**EXERCISE REQUIREMENTS:**
• A. Which lines of the listing contain the word "palm", matching case exactly? Gather every one of them and copy each line in full.
• B. Resume the text on solar farming in Queensland, carrying it on from its final sentence.

**PASSAGE TO READ:**
————————

A growing number of residents of rural Queensland residents are considering adding commercial-scale solar power farming to their portfolio of revenue streams. The primary benefit that solar farms afford their owners is an income source or money-saving facility that does not require continuing annual inputs, as other farming activities may.
The advantages of a commercial-scale solar farm in Queensland
The primary driver for taking up solar farming anywhere in Australia is to save money related to electricity–whether the system owner/operator is using the system to reduce power bills, or fortunate enough to have arranged a power purchase agreement (PPA) with a local electricity retailer. The details as to why solar farming–and solar PV in general–is an attractive investment in Queensland are outlined in the points below.

————————

[Records from a pointing dataset]
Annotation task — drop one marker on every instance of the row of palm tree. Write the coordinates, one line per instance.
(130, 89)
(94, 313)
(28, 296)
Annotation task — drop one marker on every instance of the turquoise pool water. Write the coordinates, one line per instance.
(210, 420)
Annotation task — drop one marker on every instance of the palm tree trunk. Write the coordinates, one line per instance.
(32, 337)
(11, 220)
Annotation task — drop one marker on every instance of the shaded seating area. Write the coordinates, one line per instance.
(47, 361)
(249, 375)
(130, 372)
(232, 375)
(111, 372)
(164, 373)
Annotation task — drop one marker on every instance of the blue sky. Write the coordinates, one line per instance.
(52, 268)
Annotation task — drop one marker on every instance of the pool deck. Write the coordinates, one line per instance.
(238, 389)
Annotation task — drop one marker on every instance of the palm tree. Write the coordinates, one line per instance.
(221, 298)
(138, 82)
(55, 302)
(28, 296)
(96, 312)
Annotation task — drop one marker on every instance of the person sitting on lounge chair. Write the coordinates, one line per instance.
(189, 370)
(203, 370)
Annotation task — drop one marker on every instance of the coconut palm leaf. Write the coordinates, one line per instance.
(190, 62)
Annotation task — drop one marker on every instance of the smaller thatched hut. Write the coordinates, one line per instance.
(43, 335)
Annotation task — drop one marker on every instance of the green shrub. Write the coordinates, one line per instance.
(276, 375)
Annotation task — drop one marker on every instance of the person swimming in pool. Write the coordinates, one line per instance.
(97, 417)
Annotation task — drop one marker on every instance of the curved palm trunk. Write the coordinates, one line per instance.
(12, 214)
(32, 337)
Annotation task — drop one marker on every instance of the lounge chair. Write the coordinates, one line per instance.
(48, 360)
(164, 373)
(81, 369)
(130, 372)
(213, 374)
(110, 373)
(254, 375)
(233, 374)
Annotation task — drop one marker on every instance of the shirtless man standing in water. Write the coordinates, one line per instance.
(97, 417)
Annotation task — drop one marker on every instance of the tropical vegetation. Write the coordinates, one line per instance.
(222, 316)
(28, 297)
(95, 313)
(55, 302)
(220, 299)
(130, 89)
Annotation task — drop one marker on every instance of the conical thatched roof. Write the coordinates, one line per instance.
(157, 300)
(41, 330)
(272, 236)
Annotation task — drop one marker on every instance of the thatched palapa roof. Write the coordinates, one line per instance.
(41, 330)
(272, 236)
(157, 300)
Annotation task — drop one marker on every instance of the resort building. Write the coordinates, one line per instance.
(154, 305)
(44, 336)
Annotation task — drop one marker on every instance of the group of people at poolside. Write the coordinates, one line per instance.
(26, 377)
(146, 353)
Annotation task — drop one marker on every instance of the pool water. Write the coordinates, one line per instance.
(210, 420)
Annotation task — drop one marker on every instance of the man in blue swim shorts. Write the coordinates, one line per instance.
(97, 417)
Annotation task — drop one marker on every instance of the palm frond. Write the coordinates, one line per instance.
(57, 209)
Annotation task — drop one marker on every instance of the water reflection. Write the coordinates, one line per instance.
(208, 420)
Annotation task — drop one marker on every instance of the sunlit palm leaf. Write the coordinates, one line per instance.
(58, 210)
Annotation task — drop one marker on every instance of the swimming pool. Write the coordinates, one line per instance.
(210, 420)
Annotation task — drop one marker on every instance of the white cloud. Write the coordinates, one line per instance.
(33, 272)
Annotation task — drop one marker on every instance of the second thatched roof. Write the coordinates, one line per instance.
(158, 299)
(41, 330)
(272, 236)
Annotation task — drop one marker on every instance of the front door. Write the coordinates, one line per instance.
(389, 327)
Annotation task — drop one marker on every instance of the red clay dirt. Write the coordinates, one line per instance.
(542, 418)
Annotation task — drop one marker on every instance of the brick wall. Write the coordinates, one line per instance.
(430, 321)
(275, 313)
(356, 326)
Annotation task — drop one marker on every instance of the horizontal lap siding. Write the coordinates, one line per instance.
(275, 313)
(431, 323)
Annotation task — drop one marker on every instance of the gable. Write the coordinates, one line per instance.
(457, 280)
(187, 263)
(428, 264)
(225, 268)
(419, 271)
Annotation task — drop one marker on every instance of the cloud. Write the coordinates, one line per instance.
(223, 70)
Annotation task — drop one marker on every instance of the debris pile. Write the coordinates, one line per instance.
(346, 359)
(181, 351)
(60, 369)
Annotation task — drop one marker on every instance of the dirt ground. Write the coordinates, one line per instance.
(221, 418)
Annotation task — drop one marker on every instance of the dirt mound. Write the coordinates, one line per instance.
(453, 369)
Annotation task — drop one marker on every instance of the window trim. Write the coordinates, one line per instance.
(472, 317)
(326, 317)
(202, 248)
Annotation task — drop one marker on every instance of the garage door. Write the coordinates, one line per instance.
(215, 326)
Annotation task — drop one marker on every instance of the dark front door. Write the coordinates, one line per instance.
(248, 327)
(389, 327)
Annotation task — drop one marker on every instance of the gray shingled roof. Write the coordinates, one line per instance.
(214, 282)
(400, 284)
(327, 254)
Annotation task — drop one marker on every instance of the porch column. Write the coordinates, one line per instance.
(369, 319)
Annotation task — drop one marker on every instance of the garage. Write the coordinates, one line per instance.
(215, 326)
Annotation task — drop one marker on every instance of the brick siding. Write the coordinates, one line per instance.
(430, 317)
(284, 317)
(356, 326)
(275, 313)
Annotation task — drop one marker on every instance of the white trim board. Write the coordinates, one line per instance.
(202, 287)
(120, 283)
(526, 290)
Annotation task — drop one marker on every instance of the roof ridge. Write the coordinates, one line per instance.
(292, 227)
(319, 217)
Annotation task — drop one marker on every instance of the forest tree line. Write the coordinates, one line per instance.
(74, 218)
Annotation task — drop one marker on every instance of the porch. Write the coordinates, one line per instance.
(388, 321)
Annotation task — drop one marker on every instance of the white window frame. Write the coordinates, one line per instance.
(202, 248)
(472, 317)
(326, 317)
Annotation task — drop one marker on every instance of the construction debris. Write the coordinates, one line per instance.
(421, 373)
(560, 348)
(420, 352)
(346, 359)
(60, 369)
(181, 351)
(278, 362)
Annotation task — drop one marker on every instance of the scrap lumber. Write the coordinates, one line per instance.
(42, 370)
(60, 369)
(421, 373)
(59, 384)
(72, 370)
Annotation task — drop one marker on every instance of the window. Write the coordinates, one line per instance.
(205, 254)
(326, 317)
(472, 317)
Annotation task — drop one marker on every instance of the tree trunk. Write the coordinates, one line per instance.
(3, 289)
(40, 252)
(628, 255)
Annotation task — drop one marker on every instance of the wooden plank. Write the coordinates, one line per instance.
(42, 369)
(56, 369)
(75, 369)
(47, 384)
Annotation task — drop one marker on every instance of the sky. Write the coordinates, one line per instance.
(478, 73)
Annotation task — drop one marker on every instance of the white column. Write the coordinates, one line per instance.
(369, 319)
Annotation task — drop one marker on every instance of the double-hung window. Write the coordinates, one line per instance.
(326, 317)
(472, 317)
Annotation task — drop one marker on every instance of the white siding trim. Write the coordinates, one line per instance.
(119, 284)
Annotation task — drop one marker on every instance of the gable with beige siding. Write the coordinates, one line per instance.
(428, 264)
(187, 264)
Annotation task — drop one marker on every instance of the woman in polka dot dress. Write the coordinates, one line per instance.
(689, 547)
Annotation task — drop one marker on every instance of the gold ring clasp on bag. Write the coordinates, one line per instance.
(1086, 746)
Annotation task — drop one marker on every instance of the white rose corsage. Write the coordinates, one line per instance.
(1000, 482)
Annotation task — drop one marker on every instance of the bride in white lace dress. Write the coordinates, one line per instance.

————————

**EXERCISE ANSWERS:**
• A.
Annotation task — drop one marker on every instance of the row of palm tree. Write the coordinates, one line per instance.
Annotation task — drop one marker on every instance of the palm tree trunk. Write the coordinates, one line per instance.
Annotation task — drop one marker on every instance of the palm tree. Write the coordinates, one line per instance.
Annotation task — drop one marker on every instance of the coconut palm leaf. Write the coordinates, one line per instance.
Annotation task — drop one marker on every instance of the curved palm trunk. Write the coordinates, one line per instance.
Annotation task — drop one marker on every instance of the palm frond. Write the coordinates, one line per instance.
Annotation task — drop one marker on every instance of the sunlit palm leaf. Write the coordinates, one line per instance.

• B.
Federal government Solar Credits rebate scheme
In order to capture the environmental benefits of solar power–in particular its greenhouse gas abatement potential–the Australian Federal government has introduced a number of incentive mechanisms that make installing a solar PV system financially attractive for ordinary homes. Most notable and most directly influential with regard to solar power and other forms of renewable energy is the Enhanced Renewable Energy Target (eRET). The eRET, in its present form, calls for 20% of Australia’s electricity generation to come from renewable sources by the year 2020, and lays out the framework by which progress towards this goal is to be monitored and accomplished.
For those interested in solar photovoltaics (solar PV) and solar farms, of particular interest is the eRET’s Solar Credits scheme. This provides what equates to an up-front discount (in the form of STCs/RECs) on solar PV installations and solar farms anywhere in Australia, including Queensland. The amount by which a solar farm’s outlay will be reduced through the eRET and the Solar Credits scheme will depend on the solar farm’s size and location–regions that receive more sunlight will be allotted a greater number of STCs.
Attractive return on investment (ROI)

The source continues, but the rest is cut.